--- Passage Enclosed Below ---

Town and community in Pembrokeshire, Wales

Pembroke Dock (Doc Penfro) is a port town and a community in Pembrokeshire, South West Wales, 3 mi northwest of Pembroke on the banks of the River Cleddau.

Originally Paterchurch, a small fishing village, Pembroke Dock town expanded rapidly following the construction of the Royal Navy Dockyard in 1814. The Cleddau Bridge links Pembroke Dock with Neyland.

After Haverfordwest and Milford Haven, Pembroke Dock is the third-largest town in Pembrokeshire being more populous than neighbouring Pembroke.

== History ==
The natural harbour (now the Milford Haven Waterway) offering shelter from the prevailing south-westerly winds, has probably been used for many thousands of years. From maps, the first evidence of settlement is the name of the Carr Rocks at the entrance, derived from the Norse-language skare for rock.

From 790 until the Norman Invasion (1066) the estuary was used by the Vikings. During one visit, either in 854 or in 878, maybe on his way to the Battle of Cynuit, the Viking chieftain Hubba wintered in the haven with 23 ships.

--- End of Enclosed Passage ---

__Exercise set__.
1/ Decide whether each statement agrees with the Pembroke Dock passage. Answer yes or no, quoting the deciding words. (a) Pembroke Dock lies northwest of Pembroke. (b) Pembroke Dock has fewer people than Pembroke. (c) The Royal Navy Dockyard was built in 1814.
2/ In the Pembroke Dock passage, how many ships did Hubba have while wintering in the haven?
3/ Please carry on the Pembroke Dock passage from its final sentence.

--- Information Enclosed Below ---

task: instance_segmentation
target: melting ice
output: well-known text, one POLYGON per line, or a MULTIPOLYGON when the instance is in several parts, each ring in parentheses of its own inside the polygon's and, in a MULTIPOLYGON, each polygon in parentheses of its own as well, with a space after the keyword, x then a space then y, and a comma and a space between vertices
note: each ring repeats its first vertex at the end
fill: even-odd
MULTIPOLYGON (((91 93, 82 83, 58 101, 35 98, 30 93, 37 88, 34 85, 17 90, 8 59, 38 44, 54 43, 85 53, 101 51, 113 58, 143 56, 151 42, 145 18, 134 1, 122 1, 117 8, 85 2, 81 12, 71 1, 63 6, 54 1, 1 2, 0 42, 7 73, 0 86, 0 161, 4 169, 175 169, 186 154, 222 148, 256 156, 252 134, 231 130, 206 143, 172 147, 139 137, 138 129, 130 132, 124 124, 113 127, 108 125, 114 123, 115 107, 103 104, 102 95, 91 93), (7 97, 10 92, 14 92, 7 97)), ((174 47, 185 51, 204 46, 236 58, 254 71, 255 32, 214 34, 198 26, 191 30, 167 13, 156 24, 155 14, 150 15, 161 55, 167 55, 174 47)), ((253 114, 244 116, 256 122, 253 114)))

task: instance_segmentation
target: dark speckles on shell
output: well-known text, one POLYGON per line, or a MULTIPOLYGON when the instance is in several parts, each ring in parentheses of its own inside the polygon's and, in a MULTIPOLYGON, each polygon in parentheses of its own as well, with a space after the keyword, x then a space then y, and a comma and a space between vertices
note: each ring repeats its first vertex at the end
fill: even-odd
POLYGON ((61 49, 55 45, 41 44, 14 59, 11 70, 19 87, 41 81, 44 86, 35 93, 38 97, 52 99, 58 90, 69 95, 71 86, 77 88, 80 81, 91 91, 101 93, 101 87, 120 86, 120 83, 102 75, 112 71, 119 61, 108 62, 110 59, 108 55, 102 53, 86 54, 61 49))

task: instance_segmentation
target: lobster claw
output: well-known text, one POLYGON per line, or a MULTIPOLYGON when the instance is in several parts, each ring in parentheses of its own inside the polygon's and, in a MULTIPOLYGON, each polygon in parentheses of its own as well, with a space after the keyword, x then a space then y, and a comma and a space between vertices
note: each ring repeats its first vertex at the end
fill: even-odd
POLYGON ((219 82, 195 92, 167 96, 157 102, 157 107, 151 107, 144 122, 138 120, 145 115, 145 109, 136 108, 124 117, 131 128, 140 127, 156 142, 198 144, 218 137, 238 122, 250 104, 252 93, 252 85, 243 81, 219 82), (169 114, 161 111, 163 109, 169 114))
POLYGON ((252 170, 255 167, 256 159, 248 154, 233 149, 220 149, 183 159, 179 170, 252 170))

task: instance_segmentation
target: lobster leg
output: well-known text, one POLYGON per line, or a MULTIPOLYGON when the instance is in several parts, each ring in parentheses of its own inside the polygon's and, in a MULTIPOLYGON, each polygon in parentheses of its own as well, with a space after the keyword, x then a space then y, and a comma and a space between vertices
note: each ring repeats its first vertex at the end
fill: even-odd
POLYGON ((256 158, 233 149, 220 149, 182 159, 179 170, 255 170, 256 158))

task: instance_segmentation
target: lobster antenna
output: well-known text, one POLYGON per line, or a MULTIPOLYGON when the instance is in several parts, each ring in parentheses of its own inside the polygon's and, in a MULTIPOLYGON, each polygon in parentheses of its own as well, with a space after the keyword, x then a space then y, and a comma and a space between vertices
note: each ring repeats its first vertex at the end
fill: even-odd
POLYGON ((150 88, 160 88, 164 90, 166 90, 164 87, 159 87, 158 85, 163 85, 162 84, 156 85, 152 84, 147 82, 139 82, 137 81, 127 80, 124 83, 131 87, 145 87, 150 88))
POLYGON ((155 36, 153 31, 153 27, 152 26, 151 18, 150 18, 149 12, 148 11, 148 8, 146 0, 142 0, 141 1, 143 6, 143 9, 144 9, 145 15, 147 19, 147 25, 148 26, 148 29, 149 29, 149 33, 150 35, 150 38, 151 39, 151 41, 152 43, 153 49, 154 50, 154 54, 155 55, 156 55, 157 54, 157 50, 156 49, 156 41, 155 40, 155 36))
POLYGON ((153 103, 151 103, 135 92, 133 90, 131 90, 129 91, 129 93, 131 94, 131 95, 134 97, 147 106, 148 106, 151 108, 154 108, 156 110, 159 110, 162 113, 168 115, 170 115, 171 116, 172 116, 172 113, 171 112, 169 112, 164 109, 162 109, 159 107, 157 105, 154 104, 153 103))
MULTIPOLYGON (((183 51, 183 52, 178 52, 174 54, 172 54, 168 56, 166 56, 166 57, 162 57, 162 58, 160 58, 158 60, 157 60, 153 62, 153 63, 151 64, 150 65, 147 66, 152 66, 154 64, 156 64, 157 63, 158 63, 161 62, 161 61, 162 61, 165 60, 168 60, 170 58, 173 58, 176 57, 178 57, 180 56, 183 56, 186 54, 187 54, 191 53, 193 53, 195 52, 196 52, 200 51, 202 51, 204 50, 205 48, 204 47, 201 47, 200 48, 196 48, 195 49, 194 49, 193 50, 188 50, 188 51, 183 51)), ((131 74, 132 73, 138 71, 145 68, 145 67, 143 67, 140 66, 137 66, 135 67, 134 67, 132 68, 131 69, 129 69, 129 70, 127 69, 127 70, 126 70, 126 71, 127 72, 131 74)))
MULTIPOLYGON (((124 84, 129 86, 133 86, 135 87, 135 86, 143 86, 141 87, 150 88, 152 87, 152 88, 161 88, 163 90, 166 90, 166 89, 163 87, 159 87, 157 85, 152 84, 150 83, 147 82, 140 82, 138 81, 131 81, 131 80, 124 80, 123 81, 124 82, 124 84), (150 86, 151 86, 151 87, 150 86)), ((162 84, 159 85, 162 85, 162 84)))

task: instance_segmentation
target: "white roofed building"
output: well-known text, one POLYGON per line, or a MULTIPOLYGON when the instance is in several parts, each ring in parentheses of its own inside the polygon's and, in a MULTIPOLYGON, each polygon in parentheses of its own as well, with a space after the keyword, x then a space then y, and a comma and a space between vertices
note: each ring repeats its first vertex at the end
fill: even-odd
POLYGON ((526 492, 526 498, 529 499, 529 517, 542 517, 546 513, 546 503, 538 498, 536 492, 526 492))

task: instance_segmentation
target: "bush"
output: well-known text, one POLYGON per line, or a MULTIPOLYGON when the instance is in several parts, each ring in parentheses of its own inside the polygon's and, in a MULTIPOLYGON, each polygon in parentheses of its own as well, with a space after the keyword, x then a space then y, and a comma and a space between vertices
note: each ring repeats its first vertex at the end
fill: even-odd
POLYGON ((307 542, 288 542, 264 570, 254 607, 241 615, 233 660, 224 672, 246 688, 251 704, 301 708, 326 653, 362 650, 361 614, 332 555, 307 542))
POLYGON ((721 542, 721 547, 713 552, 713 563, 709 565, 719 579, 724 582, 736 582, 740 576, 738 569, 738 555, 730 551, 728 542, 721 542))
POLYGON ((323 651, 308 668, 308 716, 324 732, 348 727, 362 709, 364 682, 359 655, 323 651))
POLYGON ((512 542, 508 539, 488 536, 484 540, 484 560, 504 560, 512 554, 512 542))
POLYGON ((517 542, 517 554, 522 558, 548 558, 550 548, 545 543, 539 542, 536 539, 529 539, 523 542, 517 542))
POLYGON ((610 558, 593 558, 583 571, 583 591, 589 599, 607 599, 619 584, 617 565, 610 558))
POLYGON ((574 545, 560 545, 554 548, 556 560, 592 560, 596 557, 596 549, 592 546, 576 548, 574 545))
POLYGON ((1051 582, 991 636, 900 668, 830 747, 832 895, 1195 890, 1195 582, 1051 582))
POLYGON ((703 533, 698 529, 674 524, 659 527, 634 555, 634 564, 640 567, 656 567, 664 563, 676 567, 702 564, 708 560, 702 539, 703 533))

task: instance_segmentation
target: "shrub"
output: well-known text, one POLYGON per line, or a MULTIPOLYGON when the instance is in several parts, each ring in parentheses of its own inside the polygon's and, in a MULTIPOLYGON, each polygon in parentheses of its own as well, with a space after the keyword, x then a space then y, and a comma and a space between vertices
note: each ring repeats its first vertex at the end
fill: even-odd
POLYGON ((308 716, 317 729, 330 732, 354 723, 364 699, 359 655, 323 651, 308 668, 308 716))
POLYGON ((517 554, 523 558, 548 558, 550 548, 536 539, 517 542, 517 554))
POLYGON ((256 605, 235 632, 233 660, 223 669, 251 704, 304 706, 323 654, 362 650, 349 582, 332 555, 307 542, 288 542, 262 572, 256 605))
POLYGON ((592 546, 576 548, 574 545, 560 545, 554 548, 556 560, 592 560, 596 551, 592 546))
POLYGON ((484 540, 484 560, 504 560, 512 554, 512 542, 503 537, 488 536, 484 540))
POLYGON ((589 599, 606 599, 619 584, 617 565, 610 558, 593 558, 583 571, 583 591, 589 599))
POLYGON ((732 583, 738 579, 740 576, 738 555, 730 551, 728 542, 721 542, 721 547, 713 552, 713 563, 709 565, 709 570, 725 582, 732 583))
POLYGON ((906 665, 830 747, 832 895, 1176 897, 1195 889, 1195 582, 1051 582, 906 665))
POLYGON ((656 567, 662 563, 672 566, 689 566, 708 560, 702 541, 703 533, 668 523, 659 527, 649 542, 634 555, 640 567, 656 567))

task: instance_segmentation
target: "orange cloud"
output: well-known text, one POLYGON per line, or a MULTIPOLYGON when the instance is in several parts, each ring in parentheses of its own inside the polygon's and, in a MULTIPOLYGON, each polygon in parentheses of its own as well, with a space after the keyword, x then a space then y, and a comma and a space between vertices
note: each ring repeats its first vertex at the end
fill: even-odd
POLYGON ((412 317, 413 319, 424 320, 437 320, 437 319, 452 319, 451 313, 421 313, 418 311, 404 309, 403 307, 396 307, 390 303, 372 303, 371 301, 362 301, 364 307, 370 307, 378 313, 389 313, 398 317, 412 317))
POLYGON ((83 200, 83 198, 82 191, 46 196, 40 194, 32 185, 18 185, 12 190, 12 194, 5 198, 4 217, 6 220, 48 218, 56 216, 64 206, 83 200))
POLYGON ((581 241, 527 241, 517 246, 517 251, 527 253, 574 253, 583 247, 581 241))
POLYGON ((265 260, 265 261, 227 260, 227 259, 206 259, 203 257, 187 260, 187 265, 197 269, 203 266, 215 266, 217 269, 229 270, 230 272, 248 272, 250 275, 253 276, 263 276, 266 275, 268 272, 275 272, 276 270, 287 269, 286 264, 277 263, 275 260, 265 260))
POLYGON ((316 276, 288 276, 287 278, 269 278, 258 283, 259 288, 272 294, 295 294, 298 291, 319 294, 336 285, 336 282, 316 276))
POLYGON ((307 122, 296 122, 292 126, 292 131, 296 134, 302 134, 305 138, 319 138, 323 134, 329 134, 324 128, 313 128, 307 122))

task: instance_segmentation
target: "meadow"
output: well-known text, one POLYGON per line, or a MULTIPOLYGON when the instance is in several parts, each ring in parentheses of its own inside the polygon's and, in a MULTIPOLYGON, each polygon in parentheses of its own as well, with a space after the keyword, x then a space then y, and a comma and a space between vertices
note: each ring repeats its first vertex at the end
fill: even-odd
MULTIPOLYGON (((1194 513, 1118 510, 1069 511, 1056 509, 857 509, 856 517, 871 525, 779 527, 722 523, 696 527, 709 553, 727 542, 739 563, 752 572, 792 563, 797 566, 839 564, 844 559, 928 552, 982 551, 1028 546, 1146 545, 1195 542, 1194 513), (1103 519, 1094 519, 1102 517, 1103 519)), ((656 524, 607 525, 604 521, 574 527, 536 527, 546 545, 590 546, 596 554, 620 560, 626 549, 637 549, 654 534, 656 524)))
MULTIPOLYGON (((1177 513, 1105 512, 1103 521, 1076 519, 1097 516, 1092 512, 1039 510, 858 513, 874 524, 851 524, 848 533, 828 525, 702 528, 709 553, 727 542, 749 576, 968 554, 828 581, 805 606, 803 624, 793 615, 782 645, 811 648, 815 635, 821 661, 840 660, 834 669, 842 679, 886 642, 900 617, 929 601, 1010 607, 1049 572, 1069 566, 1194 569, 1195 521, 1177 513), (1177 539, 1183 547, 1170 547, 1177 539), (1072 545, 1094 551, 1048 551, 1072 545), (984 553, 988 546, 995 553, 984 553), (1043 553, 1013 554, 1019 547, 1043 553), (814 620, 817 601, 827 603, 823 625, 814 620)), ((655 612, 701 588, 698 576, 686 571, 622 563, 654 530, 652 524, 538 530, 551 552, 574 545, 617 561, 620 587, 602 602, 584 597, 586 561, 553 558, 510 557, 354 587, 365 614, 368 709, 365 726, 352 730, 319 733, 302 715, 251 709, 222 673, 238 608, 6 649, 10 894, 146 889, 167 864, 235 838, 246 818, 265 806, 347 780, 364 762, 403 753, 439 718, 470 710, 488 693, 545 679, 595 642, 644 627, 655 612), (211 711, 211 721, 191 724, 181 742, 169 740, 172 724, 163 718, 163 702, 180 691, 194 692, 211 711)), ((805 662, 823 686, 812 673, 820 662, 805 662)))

--- End of Enclosed Information ---

__Responses to the tasks__.
1/
(a) Yes: "3 mi northwest of Pembroke"
(b) No: "being more populous than neighbouring Pembroke"
(c) Yes: "the construction of the Royal Navy Dockyard in 1814"

2/ He had 23 ships.

3/
In 1172, King Henry II's fleet and army were prepared in the mouth of the Pembroke River and sailed to Ireland during the Norman Invasion of Ireland.

Until 1814, the area was mostly farmland and known as Paterchurch. The first recorded mention of Paterchurch was in 1289. A medieval tower was built and like nearby 18th century and 19th century fortifications, it may have served as a lookout post. By the 17th century, additional domestic and farm buildings stood close to the tower and the isolated settlement had its own cemetery, whose last recorded burial is that of a Roger Adams, in 1731. The ruin of the tower now lies within the walls of the dockyard.

Paterchurch Tower was the centre of an estate said to stretch from Pennar Point to Cosheston. This changed hands in 1422 when Ellen de Paterchurch married a John Adams. Prior to the building of the town and before the dockyard was thought of, various sales and exchanges took place between the principal local landowners – the Adams, Owen and Meyrick families. These exchanges left the Meyricks in control of most of the land on which the dockyard and new town were to develop. By 1802 the Paterchurch buildings were mostly ruins.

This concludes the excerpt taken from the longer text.